• Task:
Leave out the pictures and copy the remaining records exactly.

• Data for the task:

########

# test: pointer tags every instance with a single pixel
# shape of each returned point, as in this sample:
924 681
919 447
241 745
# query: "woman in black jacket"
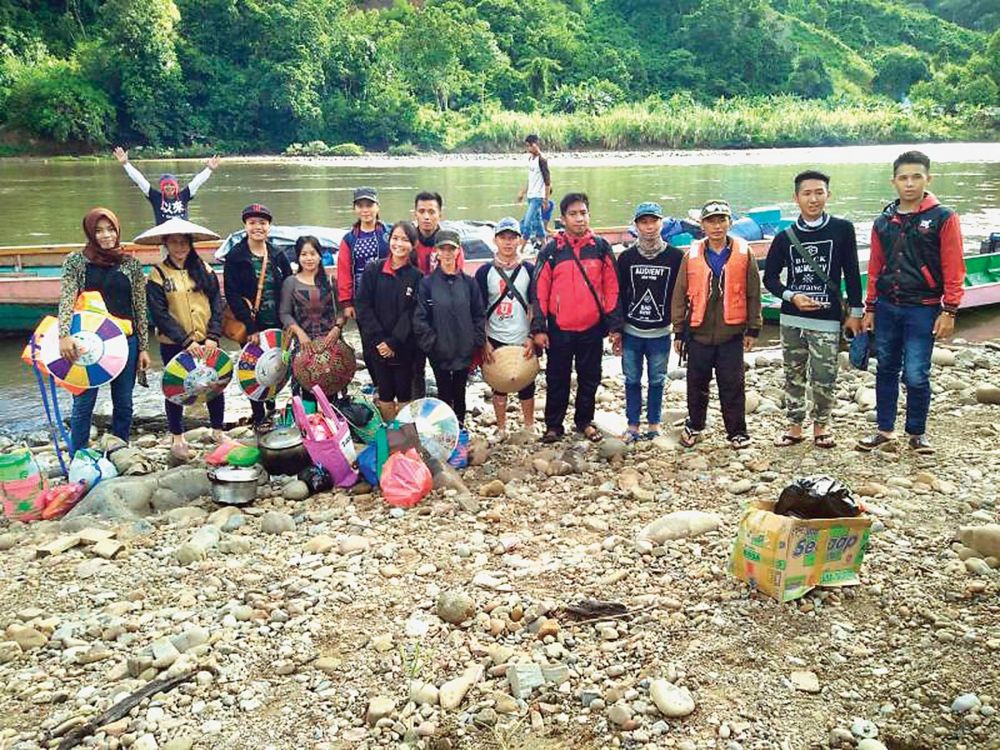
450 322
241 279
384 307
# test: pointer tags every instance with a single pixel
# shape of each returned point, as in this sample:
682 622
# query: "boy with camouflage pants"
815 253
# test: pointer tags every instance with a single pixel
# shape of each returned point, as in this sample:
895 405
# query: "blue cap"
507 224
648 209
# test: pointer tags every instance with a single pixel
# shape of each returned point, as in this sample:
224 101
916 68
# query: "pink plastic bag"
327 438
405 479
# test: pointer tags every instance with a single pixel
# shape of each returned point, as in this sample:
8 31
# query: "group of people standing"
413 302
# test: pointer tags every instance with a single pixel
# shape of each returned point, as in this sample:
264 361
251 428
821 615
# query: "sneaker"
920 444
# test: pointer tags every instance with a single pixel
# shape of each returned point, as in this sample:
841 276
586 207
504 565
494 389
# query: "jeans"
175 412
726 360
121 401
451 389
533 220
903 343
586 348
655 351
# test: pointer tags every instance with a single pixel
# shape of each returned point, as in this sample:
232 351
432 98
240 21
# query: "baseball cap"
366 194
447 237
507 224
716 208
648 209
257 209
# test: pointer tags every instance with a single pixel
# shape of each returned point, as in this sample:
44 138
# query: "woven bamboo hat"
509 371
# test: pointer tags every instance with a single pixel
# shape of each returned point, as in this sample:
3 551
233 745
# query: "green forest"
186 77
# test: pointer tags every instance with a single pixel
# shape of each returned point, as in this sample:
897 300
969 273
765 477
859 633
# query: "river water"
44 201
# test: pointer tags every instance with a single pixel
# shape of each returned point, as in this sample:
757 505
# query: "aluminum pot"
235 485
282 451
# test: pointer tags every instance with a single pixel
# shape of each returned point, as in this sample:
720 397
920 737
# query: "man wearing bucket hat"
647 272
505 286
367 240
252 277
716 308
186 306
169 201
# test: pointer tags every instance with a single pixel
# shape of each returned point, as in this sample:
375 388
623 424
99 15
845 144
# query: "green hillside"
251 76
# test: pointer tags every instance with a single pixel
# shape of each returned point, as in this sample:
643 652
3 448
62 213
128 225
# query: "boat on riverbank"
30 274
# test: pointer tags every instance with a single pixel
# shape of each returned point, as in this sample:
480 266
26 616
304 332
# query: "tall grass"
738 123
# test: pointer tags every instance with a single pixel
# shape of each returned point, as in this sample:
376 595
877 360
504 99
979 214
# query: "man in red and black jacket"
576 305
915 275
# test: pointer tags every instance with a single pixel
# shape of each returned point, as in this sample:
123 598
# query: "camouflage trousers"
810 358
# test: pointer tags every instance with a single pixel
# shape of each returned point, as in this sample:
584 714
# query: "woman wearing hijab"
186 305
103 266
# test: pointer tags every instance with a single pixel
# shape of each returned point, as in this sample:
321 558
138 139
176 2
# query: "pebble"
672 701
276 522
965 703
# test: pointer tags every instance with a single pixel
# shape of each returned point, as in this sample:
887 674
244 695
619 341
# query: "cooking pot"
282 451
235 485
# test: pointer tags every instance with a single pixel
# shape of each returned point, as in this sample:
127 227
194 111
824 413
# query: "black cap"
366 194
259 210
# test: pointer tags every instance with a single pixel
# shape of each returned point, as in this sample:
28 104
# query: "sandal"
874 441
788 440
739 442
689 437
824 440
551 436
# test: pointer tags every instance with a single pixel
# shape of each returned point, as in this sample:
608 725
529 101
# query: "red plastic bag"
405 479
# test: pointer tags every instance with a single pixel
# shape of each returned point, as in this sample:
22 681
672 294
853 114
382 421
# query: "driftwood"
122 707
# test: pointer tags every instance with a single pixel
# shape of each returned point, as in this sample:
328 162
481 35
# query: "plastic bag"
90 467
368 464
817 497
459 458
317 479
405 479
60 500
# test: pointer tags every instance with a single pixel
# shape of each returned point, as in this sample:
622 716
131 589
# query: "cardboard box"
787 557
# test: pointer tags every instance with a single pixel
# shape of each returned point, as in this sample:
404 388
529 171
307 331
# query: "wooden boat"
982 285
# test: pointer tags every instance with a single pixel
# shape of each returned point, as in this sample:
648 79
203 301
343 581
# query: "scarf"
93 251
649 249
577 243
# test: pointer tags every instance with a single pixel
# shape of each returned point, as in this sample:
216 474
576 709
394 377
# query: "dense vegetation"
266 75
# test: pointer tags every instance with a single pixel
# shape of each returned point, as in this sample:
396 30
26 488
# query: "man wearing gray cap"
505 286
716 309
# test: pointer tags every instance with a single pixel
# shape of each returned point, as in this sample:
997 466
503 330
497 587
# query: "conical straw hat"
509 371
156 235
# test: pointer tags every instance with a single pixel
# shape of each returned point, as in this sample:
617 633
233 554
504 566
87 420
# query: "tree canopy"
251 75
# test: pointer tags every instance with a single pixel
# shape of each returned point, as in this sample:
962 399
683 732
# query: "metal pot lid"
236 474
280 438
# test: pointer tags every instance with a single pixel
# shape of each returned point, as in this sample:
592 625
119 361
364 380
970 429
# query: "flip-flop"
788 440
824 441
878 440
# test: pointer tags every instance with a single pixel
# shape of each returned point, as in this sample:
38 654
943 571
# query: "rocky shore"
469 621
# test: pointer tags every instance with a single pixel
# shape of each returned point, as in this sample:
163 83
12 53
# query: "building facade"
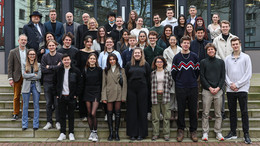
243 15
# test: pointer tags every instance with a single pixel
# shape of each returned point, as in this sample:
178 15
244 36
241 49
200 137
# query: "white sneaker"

########

• Task answer:
# test: pointer tags every instance with a single pixel
# shape of each returned point, as in this sample:
924 681
919 447
241 745
# query: "woman in black jacket"
450 322
241 279
384 307
# test: pointer tags every instance with a single pixel
# shape of each returned point, as in this sample:
682 622
# query: "boy with camouflage pants"
815 253
# test: pointer tags every instance with a single pixel
# shape of each returned point, as in this sample:
895 405
# query: "blue cap"
507 224
648 209
# test: pointer tags every instance with a single pixel
# shape of each returned point, as in this sample:
224 101
916 68
# query: "pink plastic bag"
327 438
405 479
# test: pointer tags every instance with a single pixel
# shape of each returned point, as in this sample:
8 31
# query: "group of people standing"
413 302
# test: pointer tags every instance with a single pixel
# shape of each returned point, as in this sample:
264 361
251 428
821 615
# query: "sneaker"
920 444
# test: pointer tags every instance with a single pixel
# shape of each returned point, as in this sample:
841 276
586 207
504 565
494 389
# query: "jeans"
175 412
726 360
121 401
451 389
533 220
903 343
586 348
655 351
# test: pointer tags every instance with a single pixel
# shape of each returned point, as in this sample:
232 351
432 98
240 21
# query: "baseball cap"
366 194
447 237
507 224
716 208
648 209
257 209
# test: pointer tags every instance with a single pixel
# shape of each returned point, as in this sample:
44 138
# query: "woven bamboo hat"
509 371
# test: pointer tags every instance with a single pixel
# shape of each returned point, as in this sample:
3 551
233 745
# query: "green forest"
186 77
# test: pointer tags every instance with a single pixel
# shape of each returned point, as in this sample:
897 300
969 273
765 477
859 633
# query: "river water"
44 201
# test: pointer tags every instance with a single pixel
# shape of each returned point, as in this sample:
757 505
# query: "aluminum pot"
235 485
282 451
# test: pointer tags every instance with a single pixel
# shape of each returned point, as in this sample:
720 397
920 737
# query: "man wearing bucket hat"
647 272
505 286
367 240
252 277
716 308
186 306
169 201
# test: pointer tags every instance with a single pixel
# shape of each returned point, as in this sample:
375 388
623 424
99 15
845 144
# query: "green hillside"
251 76
# test: pointer tags every instance with a single pixel
# shape of each returned point, as in this sample:
643 652
3 448
62 213
128 225
# query: "boat on riverbank"
30 274
# test: pointer tags every instance with a single pixel
# shape of each returned point, as in this sample:
480 266
26 616
304 332
# query: "tall grass"
738 123
# test: pointer tags every instance with a single pixel
# shape of each returned point, as in this sample:
376 595
877 360
504 99
979 214
# query: "man in red and black jacket"
576 305
915 275
# test: pointer tags every instance with a single pixel
# shape of each returned point, as in this sample:
123 598
# query: "camouflage trousers"
810 358
# test: pointer tags every instance with a single pixel
# shape of each returned point, as in this sample:
584 714
# query: "woman wearing hijab"
186 305
103 266
# test: pointer tags every instance with a single pixel
# shape of each returned point, as in this sample:
321 558
138 139
176 2
# query: "pebble"
672 701
276 522
965 703
# test: pointer tags every instance with a single pixel
# shape of each returned point, as in this sample:
887 674
244 695
619 341
# query: "cooking pot"
282 451
235 485
# test: pointer tags every instance with a single pixel
# shape of each returned point, as in this sample:
127 227
194 111
824 413
# query: "black cap"
366 194
259 210
# test: pointer tags every instance with a single pixel
# shape of each returned point, as in this sample:
28 104
# query: "sandal"
874 441
788 440
739 442
689 437
824 440
551 436
# test: pointer tags every instance with a single pixel
# shape of each returned point, as in this sample:
608 725
529 101
# query: "red plastic bag"
405 479
# test: pointer tags every instance with a single pixel
# shape of each returned point, as in this sample:
22 681
672 294
853 114
382 421
# query: "driftwood"
122 707
# test: pointer tags every instance with a single pixel
# shape of each returned point, as in this sample:
328 162
481 35
# query: "plastic bag"
90 467
368 464
817 497
459 458
317 479
405 479
60 500
# test: pointer tags every instance with a single pixel
# shape of each returned point, as in this sample:
622 716
131 589
# query: "cardboard box"
787 557
# test: pointer tags every instance with a single pixel
# shape of each returned point, as in this sample:
404 388
529 171
307 331
# query: "wooden boat"
982 285
# test: pointer tags every instance with a single pixel
# shape of each returned point, as in this sample:
648 79
203 301
343 581
# query: "scarf"
93 251
649 249
577 243
# test: pointer tags every instance with a single pixel
# shape of each returned point, as in this sample:
216 474
576 709
394 377
# query: "dense vegetation"
266 75
# test: pointer tags every instance with a single pixel
# shape of each returned point, as in this sample:
396 30
26 488
# query: "man wearing gray cap"
505 286
716 309
# test: pointer tags every instance with a single pixel
# shape of each returned point, as in this sample:
997 466
503 330
497 587
# query: "conical straw hat"
509 371
156 235
# test: pointer tags every instance with a single pixel
# shape of each returned point, as in this sample:
617 633
233 554
504 566
87 420
# query: "tree canopy"
251 75
# test: pointer tags every instance with a single pixel
# shape of each returned point, as in this sample:
962 399
683 732
# query: "metal pot lid"
236 474
280 438
# test: pointer tags every instance with a single pixel
# shape of each returned point, as in this sample:
592 625
119 361
364 380
970 429
# query: "flip-flop"
788 440
824 441
878 440
# test: pointer tags every instance with a single pixel
# shape of each returned point, as in this sample:
38 654
943 571
# query: "rocky shore"
469 621
# test: pointer tags every instance with a single pixel
# shape of each returned point, as in this sample:
163 83
12 53
# query: "building facade"
243 15
# test: pointer tags every instance with a single pixel
# shape of each returned point, as in this sample:
178 15
244 36
241 49
200 137
# query: "white sneaker"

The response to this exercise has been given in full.